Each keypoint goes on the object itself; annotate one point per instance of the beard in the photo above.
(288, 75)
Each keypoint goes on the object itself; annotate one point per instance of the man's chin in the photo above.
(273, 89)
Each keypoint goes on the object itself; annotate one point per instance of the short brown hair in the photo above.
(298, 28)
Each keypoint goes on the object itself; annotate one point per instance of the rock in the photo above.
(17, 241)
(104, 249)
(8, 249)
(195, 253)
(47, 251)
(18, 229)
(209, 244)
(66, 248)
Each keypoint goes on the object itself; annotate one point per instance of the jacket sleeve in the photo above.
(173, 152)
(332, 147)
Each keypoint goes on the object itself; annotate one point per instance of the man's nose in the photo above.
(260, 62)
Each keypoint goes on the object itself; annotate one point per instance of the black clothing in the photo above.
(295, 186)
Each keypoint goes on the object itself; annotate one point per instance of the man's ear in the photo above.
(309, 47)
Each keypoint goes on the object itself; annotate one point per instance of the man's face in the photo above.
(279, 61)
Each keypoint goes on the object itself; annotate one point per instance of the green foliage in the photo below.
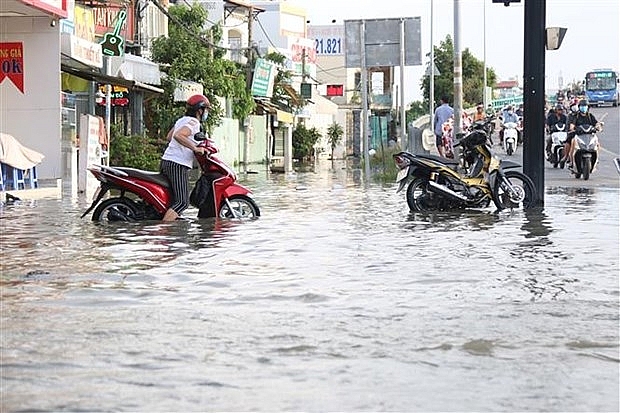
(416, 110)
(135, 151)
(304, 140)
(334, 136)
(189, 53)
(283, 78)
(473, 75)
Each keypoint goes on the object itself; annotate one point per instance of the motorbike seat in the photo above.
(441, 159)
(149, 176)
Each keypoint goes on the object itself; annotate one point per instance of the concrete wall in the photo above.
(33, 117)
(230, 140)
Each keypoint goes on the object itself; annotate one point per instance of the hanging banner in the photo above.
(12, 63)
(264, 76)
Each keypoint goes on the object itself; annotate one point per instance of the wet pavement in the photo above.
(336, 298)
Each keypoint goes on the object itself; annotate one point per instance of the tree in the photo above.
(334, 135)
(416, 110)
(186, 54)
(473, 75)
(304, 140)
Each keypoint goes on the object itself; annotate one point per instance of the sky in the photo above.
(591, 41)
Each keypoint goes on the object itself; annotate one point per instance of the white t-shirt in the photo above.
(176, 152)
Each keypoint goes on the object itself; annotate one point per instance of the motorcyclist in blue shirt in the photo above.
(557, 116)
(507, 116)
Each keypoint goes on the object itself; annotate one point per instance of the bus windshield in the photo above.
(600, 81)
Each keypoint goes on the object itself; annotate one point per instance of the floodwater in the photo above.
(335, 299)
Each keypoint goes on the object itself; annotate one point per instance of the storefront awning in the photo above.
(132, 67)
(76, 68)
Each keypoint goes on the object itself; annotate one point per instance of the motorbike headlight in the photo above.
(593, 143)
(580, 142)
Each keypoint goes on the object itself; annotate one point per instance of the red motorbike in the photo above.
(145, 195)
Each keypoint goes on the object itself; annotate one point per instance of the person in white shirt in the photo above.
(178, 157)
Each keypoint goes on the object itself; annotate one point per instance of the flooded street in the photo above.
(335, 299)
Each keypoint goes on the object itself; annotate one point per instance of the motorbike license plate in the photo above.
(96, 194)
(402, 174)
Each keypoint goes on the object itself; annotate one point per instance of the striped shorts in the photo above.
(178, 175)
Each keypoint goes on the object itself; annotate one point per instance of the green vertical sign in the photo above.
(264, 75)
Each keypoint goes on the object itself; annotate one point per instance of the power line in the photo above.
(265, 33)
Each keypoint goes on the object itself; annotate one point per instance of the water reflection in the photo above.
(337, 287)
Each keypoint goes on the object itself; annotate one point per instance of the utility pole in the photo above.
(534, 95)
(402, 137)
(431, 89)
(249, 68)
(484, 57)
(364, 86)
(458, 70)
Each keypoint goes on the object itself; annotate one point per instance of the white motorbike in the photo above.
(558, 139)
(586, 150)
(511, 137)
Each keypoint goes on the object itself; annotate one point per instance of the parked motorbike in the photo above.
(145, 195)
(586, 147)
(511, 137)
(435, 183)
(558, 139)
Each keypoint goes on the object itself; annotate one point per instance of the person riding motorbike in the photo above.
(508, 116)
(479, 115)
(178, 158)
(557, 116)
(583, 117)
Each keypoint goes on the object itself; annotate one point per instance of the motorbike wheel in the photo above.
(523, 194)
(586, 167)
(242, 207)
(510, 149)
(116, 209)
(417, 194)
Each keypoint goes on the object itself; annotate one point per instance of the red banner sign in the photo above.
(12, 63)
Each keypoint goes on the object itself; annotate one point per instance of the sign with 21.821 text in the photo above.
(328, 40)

========================================================================

THE EXERCISE. Beginning at the line where "street in the photo above." appears, extract each line through the end of the data above; keep them exact and include nothing else.

WRITTEN RESPONSE.
Each keypoint goes on the object itself; annotate one point per instance of the flooded street in the photo above.
(335, 299)
Each keypoint goes on the object itself; annotate one point per instance of the motorbike license plate in the photo above.
(96, 194)
(402, 174)
Each keypoint goes on the object itself; annotate one point per instance of the striped shorts in the photo above.
(178, 175)
Each keypoint goes on the object itself; annotate one point per instance of the green vertical sign in the photo above.
(264, 75)
Each keypoint goes on the object itself; annotate one point per instance of the power line in the photo above.
(265, 33)
Each keypoint goes on the object itself; annotate one point per instance of the water reflection in the photo above.
(337, 287)
Each keypoint goes on the object itself; annotate one point per instance of the utility pole in the photo above.
(534, 95)
(402, 137)
(431, 89)
(249, 68)
(484, 57)
(364, 86)
(458, 70)
Each keypoint goes on the object itself; annotate one point per instance of the white motorbike in the photo above.
(558, 139)
(586, 150)
(511, 137)
Each keypoint goes on the object itself; annotate one point per instance of the parked motorbike in the photo above.
(145, 195)
(586, 147)
(511, 137)
(435, 183)
(558, 139)
Each keypoint goes on the object itself; annotate one point per instance of the person riding motorbike in the photo above.
(508, 116)
(479, 115)
(178, 158)
(557, 116)
(583, 117)
Each keypoint goes on the object itself; annotate one point per instance of the motorbike wheel in the photo above.
(523, 194)
(586, 167)
(242, 207)
(510, 149)
(116, 209)
(417, 194)
Each keypoint goes on the object itself; annotate one point per instance of the red banner sign in the photo above.
(12, 63)
Each keypoint goes on the object itself; annotate one point per instance of the sign with 21.821 text in the photo above.
(328, 40)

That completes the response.